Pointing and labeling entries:
━━━━━━

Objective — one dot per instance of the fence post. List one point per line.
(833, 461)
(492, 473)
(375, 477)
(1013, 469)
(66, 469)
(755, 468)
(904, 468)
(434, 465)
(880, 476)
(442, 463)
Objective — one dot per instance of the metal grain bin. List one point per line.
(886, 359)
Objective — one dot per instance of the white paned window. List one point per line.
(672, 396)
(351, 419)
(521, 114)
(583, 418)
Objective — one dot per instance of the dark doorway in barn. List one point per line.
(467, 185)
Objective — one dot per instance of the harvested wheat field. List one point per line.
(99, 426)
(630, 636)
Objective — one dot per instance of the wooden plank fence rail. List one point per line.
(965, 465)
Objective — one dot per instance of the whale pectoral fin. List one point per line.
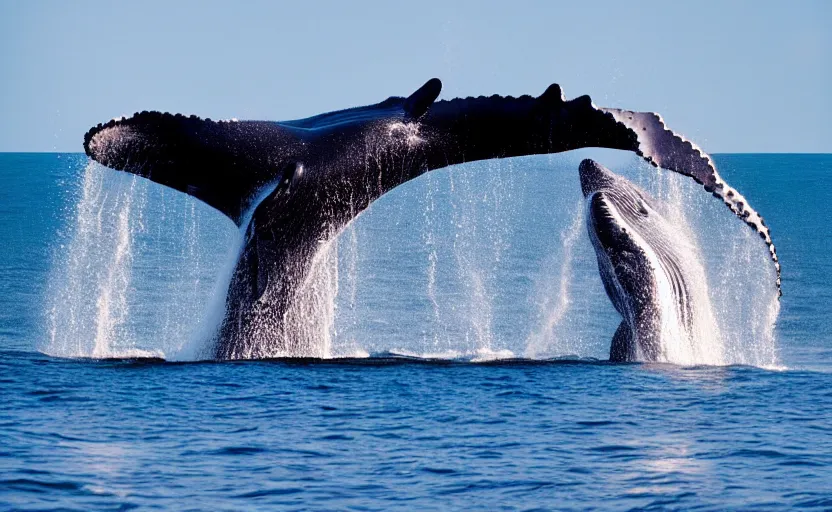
(417, 104)
(621, 349)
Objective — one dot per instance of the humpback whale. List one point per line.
(293, 185)
(648, 272)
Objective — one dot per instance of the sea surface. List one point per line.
(465, 333)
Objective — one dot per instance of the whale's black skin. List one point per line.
(633, 245)
(318, 173)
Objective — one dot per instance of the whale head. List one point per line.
(628, 235)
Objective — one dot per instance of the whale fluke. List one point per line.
(418, 103)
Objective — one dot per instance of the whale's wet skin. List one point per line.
(651, 272)
(319, 173)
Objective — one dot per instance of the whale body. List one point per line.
(293, 185)
(650, 273)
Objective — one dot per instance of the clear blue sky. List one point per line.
(733, 76)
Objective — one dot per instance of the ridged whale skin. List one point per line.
(641, 265)
(294, 185)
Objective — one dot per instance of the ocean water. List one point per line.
(466, 329)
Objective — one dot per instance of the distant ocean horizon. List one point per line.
(469, 331)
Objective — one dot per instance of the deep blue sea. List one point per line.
(465, 329)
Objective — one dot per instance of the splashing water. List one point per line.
(89, 307)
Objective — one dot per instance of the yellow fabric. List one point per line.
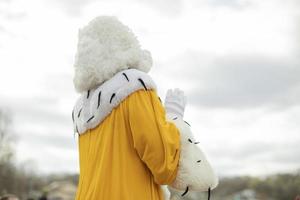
(130, 153)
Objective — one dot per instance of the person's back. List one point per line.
(122, 154)
(127, 148)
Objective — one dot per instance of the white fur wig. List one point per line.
(105, 47)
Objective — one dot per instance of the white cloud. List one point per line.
(245, 48)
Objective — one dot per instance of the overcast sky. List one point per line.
(237, 60)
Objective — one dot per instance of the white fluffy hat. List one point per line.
(105, 47)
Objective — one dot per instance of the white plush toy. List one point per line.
(195, 172)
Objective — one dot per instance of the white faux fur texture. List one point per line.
(94, 105)
(194, 171)
(105, 47)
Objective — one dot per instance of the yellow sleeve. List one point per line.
(156, 140)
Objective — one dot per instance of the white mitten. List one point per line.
(175, 103)
(194, 171)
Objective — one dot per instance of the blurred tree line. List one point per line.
(275, 187)
(20, 180)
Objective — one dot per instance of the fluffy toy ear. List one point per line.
(194, 171)
(105, 47)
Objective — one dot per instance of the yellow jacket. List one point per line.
(131, 153)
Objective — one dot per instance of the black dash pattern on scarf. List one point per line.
(73, 116)
(79, 112)
(142, 82)
(187, 123)
(92, 117)
(186, 191)
(99, 97)
(112, 96)
(126, 76)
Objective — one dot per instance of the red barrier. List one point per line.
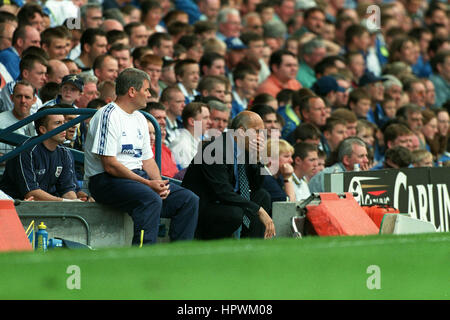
(12, 233)
(339, 216)
(376, 213)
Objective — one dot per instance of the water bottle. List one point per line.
(54, 243)
(41, 238)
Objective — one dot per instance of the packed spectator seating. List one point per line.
(334, 84)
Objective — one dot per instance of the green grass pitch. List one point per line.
(372, 267)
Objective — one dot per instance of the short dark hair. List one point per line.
(48, 92)
(399, 155)
(27, 62)
(262, 110)
(191, 110)
(189, 40)
(130, 26)
(305, 131)
(44, 120)
(115, 35)
(355, 30)
(208, 59)
(302, 149)
(128, 78)
(154, 106)
(276, 58)
(179, 66)
(155, 39)
(96, 103)
(147, 6)
(89, 36)
(439, 58)
(27, 12)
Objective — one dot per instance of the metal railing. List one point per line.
(8, 136)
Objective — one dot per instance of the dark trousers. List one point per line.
(218, 220)
(146, 207)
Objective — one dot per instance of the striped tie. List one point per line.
(244, 189)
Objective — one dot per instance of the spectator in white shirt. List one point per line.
(196, 121)
(23, 98)
(306, 161)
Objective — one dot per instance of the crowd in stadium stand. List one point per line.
(339, 85)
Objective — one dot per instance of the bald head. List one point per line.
(247, 120)
(111, 24)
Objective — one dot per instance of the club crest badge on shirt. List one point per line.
(58, 171)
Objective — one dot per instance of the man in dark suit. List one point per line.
(226, 174)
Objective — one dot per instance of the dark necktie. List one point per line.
(244, 189)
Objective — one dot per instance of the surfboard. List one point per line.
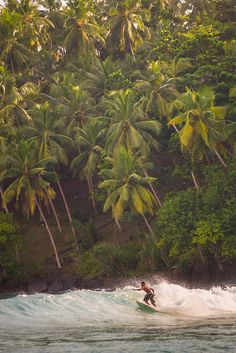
(146, 307)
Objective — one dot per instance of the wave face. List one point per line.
(84, 318)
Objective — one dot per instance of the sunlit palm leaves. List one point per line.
(201, 122)
(126, 28)
(126, 187)
(129, 125)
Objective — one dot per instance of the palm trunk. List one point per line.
(66, 206)
(5, 207)
(192, 173)
(164, 258)
(49, 232)
(90, 186)
(220, 158)
(153, 190)
(17, 253)
(118, 225)
(54, 212)
(194, 180)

━━━━━━

= Problem to solve =
Quote the material above exactly, from the line holding "Objective — one dot per instance of the dark trousers." through its last line, including both. Omit the pictures.

= Solution for this problem =
Objective — one dot per instance of the dark trousers. List one point per line.
(218, 220)
(146, 207)
Objective — one dot per instance of the striped tie. List one point per line.
(244, 189)
Objective — one dot per instance of the spectator in white shirt. List one point per line.
(196, 121)
(23, 98)
(306, 161)
Objective — one dot per instance of the crowd in stadium stand. List one point per line.
(339, 85)
Objective — one dot per instance of the bald head. List one point per line.
(247, 120)
(111, 24)
Objective — one dot per instance of the club crest badge on shirt. List one point per line.
(58, 171)
Objective — one dot per instance of the man in dark suit. List one point per line.
(226, 174)
Objective — one dot per instance of the dark necktie. List one point per line.
(244, 189)
Objective — one dot per instance of the surfboard. List one point per line.
(146, 307)
Objective — one dot per instance of the wave face. List one point per line.
(84, 318)
Objective — one dot per instance of the sunlit palm leaves. List one point per line.
(201, 122)
(126, 28)
(126, 187)
(129, 125)
Objective — one dot per instance of the palm trunk. List one point per line.
(66, 206)
(5, 207)
(192, 173)
(164, 258)
(49, 232)
(90, 186)
(220, 158)
(153, 190)
(17, 253)
(118, 225)
(54, 212)
(194, 180)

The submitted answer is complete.